◆ Problem details ◆
Reproduce each line exactly.

Object position labeling entries
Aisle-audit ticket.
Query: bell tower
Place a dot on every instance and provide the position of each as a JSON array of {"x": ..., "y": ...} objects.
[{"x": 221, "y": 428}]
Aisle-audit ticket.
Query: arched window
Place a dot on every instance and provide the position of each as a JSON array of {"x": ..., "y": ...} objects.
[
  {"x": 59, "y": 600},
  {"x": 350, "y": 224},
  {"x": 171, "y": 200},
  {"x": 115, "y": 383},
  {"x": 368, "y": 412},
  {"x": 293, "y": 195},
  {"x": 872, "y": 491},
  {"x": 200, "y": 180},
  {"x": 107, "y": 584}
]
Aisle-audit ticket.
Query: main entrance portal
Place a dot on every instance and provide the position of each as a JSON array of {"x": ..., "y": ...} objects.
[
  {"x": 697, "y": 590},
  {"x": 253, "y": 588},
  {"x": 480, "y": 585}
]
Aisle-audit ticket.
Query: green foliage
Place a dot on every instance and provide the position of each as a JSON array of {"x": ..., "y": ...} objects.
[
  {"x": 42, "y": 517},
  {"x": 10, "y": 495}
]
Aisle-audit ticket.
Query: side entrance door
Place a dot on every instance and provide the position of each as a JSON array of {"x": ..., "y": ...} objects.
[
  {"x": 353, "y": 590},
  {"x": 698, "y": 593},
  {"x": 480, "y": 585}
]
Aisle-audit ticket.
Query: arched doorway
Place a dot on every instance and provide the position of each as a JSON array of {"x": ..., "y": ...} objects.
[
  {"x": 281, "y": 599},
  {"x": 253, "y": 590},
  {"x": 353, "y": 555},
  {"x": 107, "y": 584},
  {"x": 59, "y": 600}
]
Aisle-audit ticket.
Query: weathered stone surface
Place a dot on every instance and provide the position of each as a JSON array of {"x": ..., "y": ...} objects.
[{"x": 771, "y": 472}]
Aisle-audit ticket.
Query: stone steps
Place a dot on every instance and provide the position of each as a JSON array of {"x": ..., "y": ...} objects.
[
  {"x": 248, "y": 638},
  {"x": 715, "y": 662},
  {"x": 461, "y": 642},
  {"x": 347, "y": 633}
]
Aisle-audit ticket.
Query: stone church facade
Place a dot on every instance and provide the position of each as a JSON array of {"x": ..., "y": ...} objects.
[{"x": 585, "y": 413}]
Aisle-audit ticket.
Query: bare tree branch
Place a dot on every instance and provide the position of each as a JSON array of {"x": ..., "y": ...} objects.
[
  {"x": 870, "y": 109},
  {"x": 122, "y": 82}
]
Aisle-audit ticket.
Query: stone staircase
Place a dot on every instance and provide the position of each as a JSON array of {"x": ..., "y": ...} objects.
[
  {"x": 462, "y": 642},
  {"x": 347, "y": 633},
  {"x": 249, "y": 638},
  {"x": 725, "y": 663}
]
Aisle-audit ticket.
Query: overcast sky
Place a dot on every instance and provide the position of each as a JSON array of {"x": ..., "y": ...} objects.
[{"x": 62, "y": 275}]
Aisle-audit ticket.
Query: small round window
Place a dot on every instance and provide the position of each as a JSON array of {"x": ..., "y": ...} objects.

◆ Final answer ◆
Aisle-audit ticket.
Query: bell tower
Place a dot on every instance and provide the position of each as a JSON array of {"x": ..., "y": ...} objects.
[{"x": 221, "y": 428}]
Aisle-audit ticket.
Query: arched window
Place a dot on every instance and provide the position of each as a JSON array of {"x": ..., "y": ...} objects.
[
  {"x": 59, "y": 600},
  {"x": 350, "y": 224},
  {"x": 171, "y": 200},
  {"x": 115, "y": 383},
  {"x": 368, "y": 412},
  {"x": 293, "y": 195},
  {"x": 872, "y": 491},
  {"x": 200, "y": 180},
  {"x": 107, "y": 584}
]
Aisle-audit ticket.
Query: main entrance portal
Place a dot on every instance and provide the position of each as a JSON array of {"x": ..., "y": ...} objects.
[
  {"x": 697, "y": 590},
  {"x": 253, "y": 588},
  {"x": 480, "y": 585}
]
Aisle-audit ticket.
Query: green foliage
Place a dot on every instance and provide the position of each as a JSON array of {"x": ..., "y": ...} objects.
[
  {"x": 42, "y": 517},
  {"x": 10, "y": 495}
]
Aisle-audit ticket.
Query: side entrance door
Place a dot on every instance and provide the position of each as a JSON array of {"x": ..., "y": ...} objects.
[
  {"x": 353, "y": 590},
  {"x": 698, "y": 593},
  {"x": 480, "y": 585}
]
Aisle-audit ticket.
Query: arched doorway
Place a dot on every instance and provide the position of each as a JSON array of {"x": ..., "y": ...} objects.
[
  {"x": 281, "y": 599},
  {"x": 253, "y": 590},
  {"x": 353, "y": 555},
  {"x": 107, "y": 584},
  {"x": 59, "y": 600}
]
Aisle-audit ticket.
Query: weathered stone surface
Place a dot on every instance and provide the position of each as a JSON array of {"x": ..., "y": ...} objects.
[{"x": 771, "y": 472}]
Aisle-audit ticket.
Query: stone steps
Place a dot on every instance and provide the position of each as a JSON array of {"x": ..., "y": ...} objects.
[
  {"x": 248, "y": 638},
  {"x": 715, "y": 662},
  {"x": 461, "y": 642},
  {"x": 347, "y": 633}
]
Aisle-audit ticket.
Query: stone church facade
Place a dot on every instance and provide the position of each as a JSON array of {"x": ..., "y": ...} objects.
[{"x": 585, "y": 413}]
Aisle-audit ticket.
Query: bare tree branch
Place a dot on every instance and provide the position of each as a JSON array of {"x": ..., "y": ...} objects.
[
  {"x": 870, "y": 109},
  {"x": 122, "y": 82}
]
Aisle-audit ticket.
Query: stone staircase
Place a dot on every instance and provide the position of each as a JSON array of {"x": ..., "y": ...} objects.
[
  {"x": 462, "y": 642},
  {"x": 347, "y": 633},
  {"x": 249, "y": 638},
  {"x": 725, "y": 663}
]
Aisle-audit ticket.
Query: overcast sky
Place a dot on every instance and provide the position of each as a JSON array of {"x": ..., "y": ...} objects.
[{"x": 62, "y": 275}]
Aisle-audit ticket.
Query: small round window
Place a dot on every instance and provide the position of each as a JSON array of {"x": ..., "y": ...} objects.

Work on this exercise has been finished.